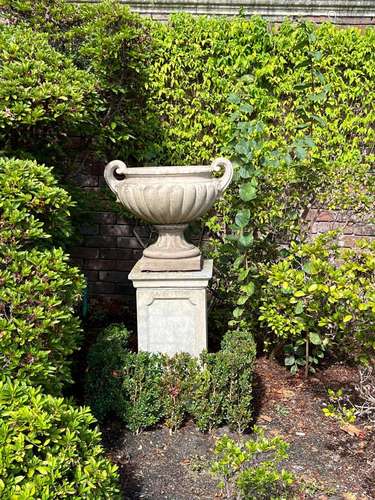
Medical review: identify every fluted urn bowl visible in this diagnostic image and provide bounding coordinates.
[104,158,233,271]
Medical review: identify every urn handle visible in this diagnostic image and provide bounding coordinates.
[104,160,127,197]
[211,158,233,192]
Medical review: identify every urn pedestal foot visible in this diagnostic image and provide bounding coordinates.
[129,260,212,356]
[139,255,202,272]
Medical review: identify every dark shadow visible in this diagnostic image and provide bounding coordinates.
[101,420,145,500]
[252,371,265,425]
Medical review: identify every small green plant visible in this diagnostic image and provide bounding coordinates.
[0,379,120,500]
[0,158,84,394]
[322,389,357,424]
[211,427,294,500]
[259,232,375,375]
[86,325,255,432]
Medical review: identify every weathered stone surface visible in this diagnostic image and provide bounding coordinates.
[104,158,233,271]
[76,0,375,24]
[129,260,212,356]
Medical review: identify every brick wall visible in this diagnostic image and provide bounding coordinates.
[71,0,375,25]
[71,184,375,315]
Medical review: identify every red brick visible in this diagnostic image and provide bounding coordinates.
[340,236,360,248]
[100,224,133,236]
[311,221,337,233]
[85,235,117,248]
[117,236,142,248]
[116,214,134,225]
[83,270,99,281]
[70,257,83,269]
[83,259,117,271]
[354,224,375,236]
[88,212,116,224]
[316,210,335,222]
[70,247,99,259]
[89,281,134,295]
[100,248,136,260]
[99,271,129,283]
[79,224,99,236]
[76,174,99,187]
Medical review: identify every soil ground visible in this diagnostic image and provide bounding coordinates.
[103,358,375,500]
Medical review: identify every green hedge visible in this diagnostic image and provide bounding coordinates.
[0,0,375,372]
[0,380,121,500]
[0,157,74,248]
[86,325,255,432]
[0,158,84,394]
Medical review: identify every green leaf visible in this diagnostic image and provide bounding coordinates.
[309,332,322,345]
[284,356,296,366]
[227,93,241,104]
[311,115,327,127]
[233,307,244,319]
[240,182,257,201]
[240,102,254,113]
[296,144,307,160]
[241,281,255,297]
[234,208,250,228]
[238,233,254,248]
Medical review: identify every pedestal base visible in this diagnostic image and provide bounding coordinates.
[138,255,202,272]
[129,260,212,356]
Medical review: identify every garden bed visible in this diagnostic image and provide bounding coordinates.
[103,358,375,500]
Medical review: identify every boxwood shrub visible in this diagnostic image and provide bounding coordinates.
[0,379,120,500]
[0,158,84,394]
[86,325,255,432]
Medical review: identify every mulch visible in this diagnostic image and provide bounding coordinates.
[102,357,375,500]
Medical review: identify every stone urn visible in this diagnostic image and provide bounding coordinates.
[104,158,233,271]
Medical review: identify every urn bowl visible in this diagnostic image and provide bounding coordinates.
[104,158,233,271]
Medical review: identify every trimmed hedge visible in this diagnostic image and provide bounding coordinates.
[86,325,255,432]
[0,380,121,500]
[0,158,84,394]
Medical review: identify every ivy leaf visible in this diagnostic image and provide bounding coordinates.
[241,281,255,297]
[240,182,257,201]
[233,307,243,319]
[237,295,249,306]
[227,93,241,104]
[311,115,326,127]
[238,233,254,248]
[309,332,322,345]
[296,144,307,160]
[302,262,312,274]
[234,208,250,228]
[239,167,253,179]
[294,300,304,314]
[240,102,254,113]
[284,356,296,366]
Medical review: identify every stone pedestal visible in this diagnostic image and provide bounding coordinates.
[129,260,212,356]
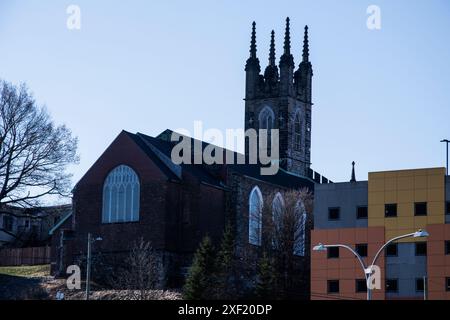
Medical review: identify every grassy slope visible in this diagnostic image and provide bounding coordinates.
[0,264,50,277]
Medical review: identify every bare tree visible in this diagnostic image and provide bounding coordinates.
[114,238,160,300]
[0,80,78,207]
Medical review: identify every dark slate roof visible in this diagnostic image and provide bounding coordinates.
[127,130,314,189]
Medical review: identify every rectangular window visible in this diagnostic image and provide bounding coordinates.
[327,247,339,259]
[386,279,398,292]
[414,202,427,216]
[356,279,367,292]
[328,208,341,220]
[416,278,425,292]
[386,243,398,257]
[355,243,367,258]
[416,242,427,256]
[356,206,368,219]
[384,203,397,218]
[3,216,14,232]
[328,280,339,293]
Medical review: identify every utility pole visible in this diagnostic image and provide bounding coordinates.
[86,232,102,300]
[86,232,92,300]
[423,276,428,300]
[441,139,450,176]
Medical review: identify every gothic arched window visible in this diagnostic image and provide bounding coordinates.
[294,200,307,256]
[102,165,140,223]
[294,112,302,150]
[272,192,285,229]
[259,106,275,149]
[248,187,263,246]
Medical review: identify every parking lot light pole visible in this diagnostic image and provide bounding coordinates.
[313,229,429,300]
[441,139,450,176]
[86,232,102,300]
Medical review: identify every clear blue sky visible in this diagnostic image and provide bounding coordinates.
[0,0,450,186]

THE EXERCISE:
Copy every line of the entries above word for word, leaving out the pictures.

SOLUTION TO THE PROBLEM:
Medical review: identify every fluted urn bowl visible in this diagnostic image and provide bounding coordinates.
[104,158,233,271]
Medical review: identify every urn handle visible in this diagnostic image and provide bounding coordinates.
[104,160,127,197]
[211,158,233,192]
Medical review: identify every urn pedestal foot visible in this diagnostic image and provide bounding coordinates.
[129,260,212,356]
[139,255,202,272]
Medical review: identify every dark shadow visible in this diagnostic image and provide bounding coordinates.
[101,420,145,500]
[252,371,265,425]
Medical review: identify every small green plant visible in this diagnostic image and provide bounding coordinates.
[0,379,120,500]
[0,158,84,394]
[322,389,357,424]
[211,427,294,500]
[259,232,375,375]
[86,325,255,432]
Medical review: identify every weathered stone surface visible in this diagnostic image and provide bounding coordinates.
[104,158,233,271]
[76,0,375,24]
[129,260,212,356]
Medical review: identify every brick wall visible in this diagnostic image and provide bounding coordinates.
[71,0,375,25]
[71,184,375,315]
Medical review: identify every red brick visible in this diagnostic image and provide bounding coordinates.
[340,236,360,248]
[100,224,133,236]
[311,221,337,233]
[85,235,117,248]
[117,236,142,248]
[116,214,134,225]
[83,270,99,281]
[70,257,83,269]
[83,259,117,271]
[354,224,375,236]
[88,212,116,224]
[316,210,335,222]
[70,247,99,259]
[89,281,134,295]
[100,248,136,260]
[99,271,129,283]
[79,224,99,236]
[76,174,99,187]
Medical review: identify every soil ground visible in this diagnostic image and provide bounding coordinates.
[103,358,375,500]
Medical review: identify every green hedge visible in this diagnostic image and provide bounding coordinates.
[0,0,375,372]
[0,380,121,500]
[0,157,74,248]
[86,325,255,432]
[0,158,84,394]
Medical review: identify every green leaf visible in this diagnostic image and provide bounding coordinates.
[309,332,322,345]
[284,356,296,366]
[227,93,241,104]
[311,115,327,127]
[233,307,244,319]
[240,182,257,201]
[240,102,254,113]
[296,144,307,160]
[241,281,255,297]
[234,208,250,228]
[238,233,254,248]
Medical review: identify every pedestal base visible in this diagnostic image and provide bounding coordinates.
[138,255,202,272]
[129,260,212,356]
Medical review: identify every garden bed visible in this diagnostic image and provide bounding coordinates.
[103,358,375,500]
Medical review: identify every boxwood shrub visible in this diagnostic image and provide bounding coordinates.
[0,379,120,500]
[0,158,84,394]
[86,325,255,432]
Medical review: identify every mulch visible in this diagnostic image and provide bounding coordinates.
[102,357,375,500]
Medical review: identify every stone urn visible in this diagnostic image and provide bounding coordinates.
[104,158,233,271]
Medical review: identify every urn bowl visible in this diagnostic image and provide bounding coordinates.
[104,158,233,271]
Medical review: identify every trimmed hedge visible in this diagnostic image and provide bounding coordinates.
[86,325,255,432]
[0,380,121,500]
[0,158,84,394]
Medical review: identify every ivy leaf visible in this diagnostic image and provide bounding coordinates.
[241,281,255,297]
[240,182,257,201]
[233,307,243,319]
[237,295,249,306]
[227,93,241,104]
[311,115,326,127]
[238,233,254,248]
[309,332,322,345]
[296,144,307,160]
[302,262,312,274]
[234,208,250,228]
[239,167,253,179]
[294,300,304,314]
[240,102,254,113]
[284,356,296,366]
Medical review: identify every stone pedestal visible in this diagnostic image and provide bounding coordinates.
[129,260,212,356]
Medical review: identify every grassy slope visible in this diagnostic image and provide bounding coordinates.
[0,264,50,277]
Medical review: identify every bare tree visible in this diagnostic image and provide bounding coordinates.
[114,238,160,300]
[0,80,78,207]
Medical review: identify every dark slate roof visible in this diagnostic image and provide bounding coordinates.
[127,130,314,189]
Medical review: identify every rectangular window visible in this diagnostic image and provide bounding coordinates.
[327,247,339,259]
[386,279,398,292]
[414,202,427,216]
[356,279,367,292]
[328,208,341,220]
[416,278,425,292]
[386,243,398,257]
[355,243,367,258]
[416,242,427,256]
[356,206,368,219]
[384,203,397,218]
[3,216,14,232]
[328,280,339,293]
Medical review: identify every utility pole visible in this diagnostic image and provide bounding coordinates.
[86,232,102,300]
[86,232,92,300]
[423,276,428,300]
[441,139,450,176]
Medical review: identify every gothic arched window visible in this diagnostic image and provide bounding coordinates.
[294,200,307,256]
[102,165,140,223]
[294,112,302,150]
[272,192,285,229]
[259,106,275,149]
[248,187,263,246]
Medical review: identify every parking lot light pole visible in this diagnostic image and provide bounding coordinates.
[313,229,429,300]
[441,139,450,176]
[86,232,102,300]
Medical review: identify every clear blue sky visible in this diagnostic image and provide bounding coordinates.
[0,0,450,186]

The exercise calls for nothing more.